Excerpt to read:
Sunday, December 10, 2017

Incendiary Feminist Rage

Nearly five decades of feminism and what do we get: Harvey Weinstein and Charley Rose and Louis CK and Bret Ratner and Kevin Spacey. Does this mean that we need more feminism or that feminism has failed?

Now, radical feminists are taking up arms to advance their war against predatory men. But, what if feminism is as much the problem as the solution? After all, most of the men who are accused of egregious sexual harassment and assaults are good progressive feminists. They are merely doing what Bill Clinton got away with doing. And they have been offered absolution by the Dowager Duchess of Chappaqua herself. As for the women who feared speaking out, they saw what the Dowager Duchess did to women who accused her husband of sexual predations. Until now, they chose to keep quiet.

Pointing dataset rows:
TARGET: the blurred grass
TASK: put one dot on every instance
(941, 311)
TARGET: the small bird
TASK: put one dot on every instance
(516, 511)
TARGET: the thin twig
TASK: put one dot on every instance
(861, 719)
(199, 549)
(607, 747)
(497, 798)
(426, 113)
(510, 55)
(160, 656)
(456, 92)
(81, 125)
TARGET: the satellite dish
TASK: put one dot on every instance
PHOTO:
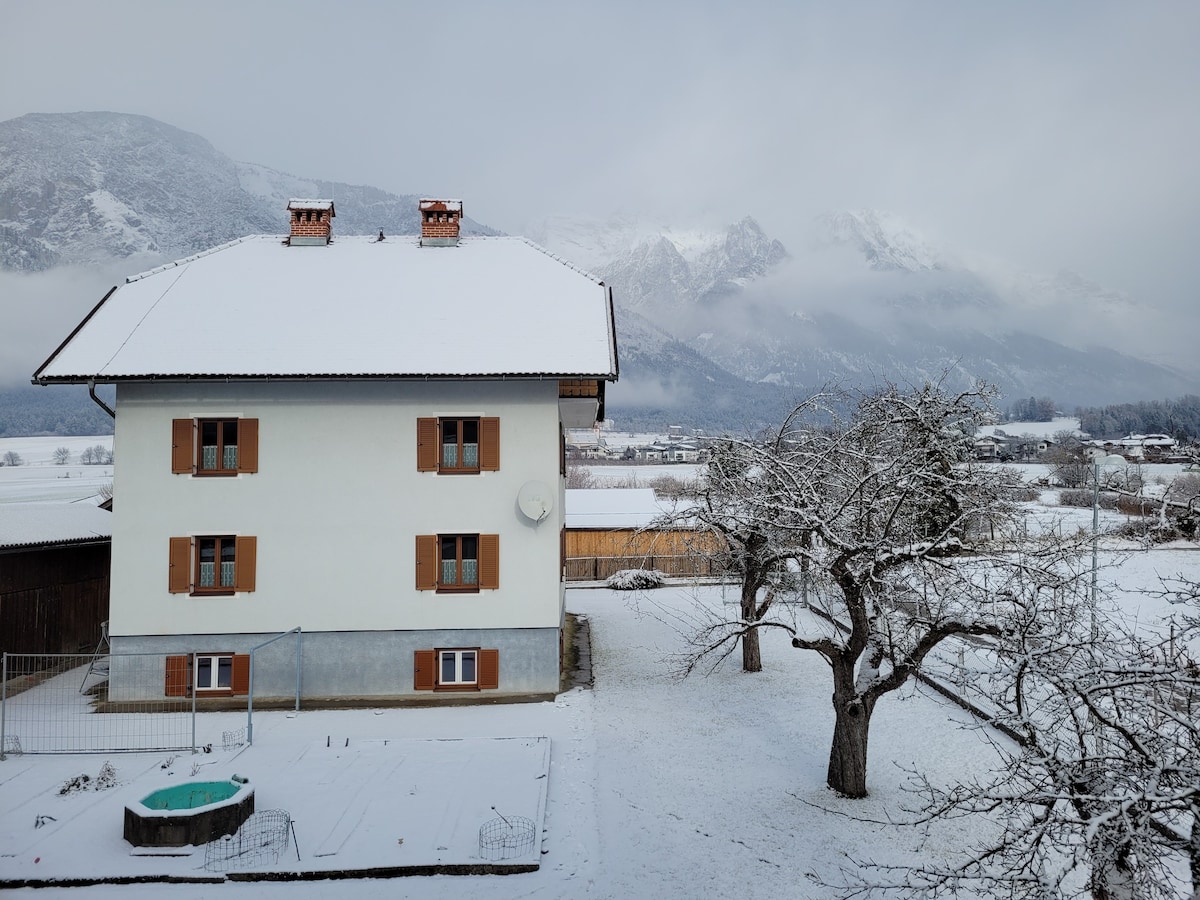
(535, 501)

What you should do: Reproduce the entire blog post titled "Incendiary Feminist Rage" above, word for word.

Problem solution:
Sunday, December 10, 2017

Incendiary Feminist Rage

Nearly five decades of feminism and what do we get: Harvey Weinstein and Charley Rose and Louis CK and Bret Ratner and Kevin Spacey. Does this mean that we need more feminism or that feminism has failed?

Now, radical feminists are taking up arms to advance their war against predatory men. But, what if feminism is as much the problem as the solution? After all, most of the men who are accused of egregious sexual harassment and assaults are good progressive feminists. They are merely doing what Bill Clinton got away with doing. And they have been offered absolution by the Dowager Duchess of Chappaqua herself. As for the women who feared speaking out, they saw what the Dowager Duchess did to women who accused her husband of sexual predations. Until now, they chose to keep quiet.